Instruction
Extend the passage on taking over a neglected vegetable plot, picking up after its final sentence.

Source passage

Most patches of land which end up as veg plots don’t make the transition smoothly. There's often a lengthy spell while you become increasingly annoyed by this bit of garden that isn’t working while scratching your head over what to do with it. In the case of allotments, the previous owner has sometimes taken a while to accept defeat. And if it's some time since your new plot was cared for properly, that takes its toll.
The temptation is to dive in, rotavators at the ready, determined to bash it all into shape in a weekend. Come Monday you're groaning in agony and vowing never to go near the place again.
Instead, tackle your plot one manageable bit at a time. As long as you keep the rest tidy, covering fallow patches with layers of cardboard to control weeds, you can take years over getting the whole thing up and running if you need to.

Excerpts from point annotation data:

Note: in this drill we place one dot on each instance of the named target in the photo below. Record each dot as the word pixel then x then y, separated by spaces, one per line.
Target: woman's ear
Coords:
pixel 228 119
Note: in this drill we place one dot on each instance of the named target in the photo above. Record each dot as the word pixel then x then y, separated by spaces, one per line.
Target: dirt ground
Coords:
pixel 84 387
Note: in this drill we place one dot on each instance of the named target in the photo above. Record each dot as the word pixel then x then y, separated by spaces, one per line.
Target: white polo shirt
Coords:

Exercise result
1: Clear the site
One veg garden I developed was previously owned by a builder: he specialised in removing kitchens, which he then brought back and heaped into bonfires. The result was an overgrown mess of half-incinerated chipboard, blackened hinges and melted plastic. The first several months of work were mainly about heavy-duty gloves and rubbish sacks.
Shards of broken glass or sharp-edged metal can be downright dangerous, so rubbish removal needs getting out of the way for your own safety. Now is also the time to take down old or rotten sheds and remove wobbly fences.
Arm yourself with a thick pair of gloves, long sleeves and sturdy boots, and start with the largest things first. It helps if you can bribe some friends to lend a hand – the promise of beer and a barbecue works wonders.
Most rubbish can go to the local tip for recycling, but keep sound wood – always useful around the plot – and also paving and bricks for weighting down covers. Once you've got the last pile off the site, you'll already begin to see a huge improvement.
2: Tackle the undergrowth
Nature quickly colonises untended ground – and often it’s the real thugs which move in to fill the gaps. You can be more relaxed about annuals as they’re easy to remove with a hoe – but for the big boys you’ll need a strategy.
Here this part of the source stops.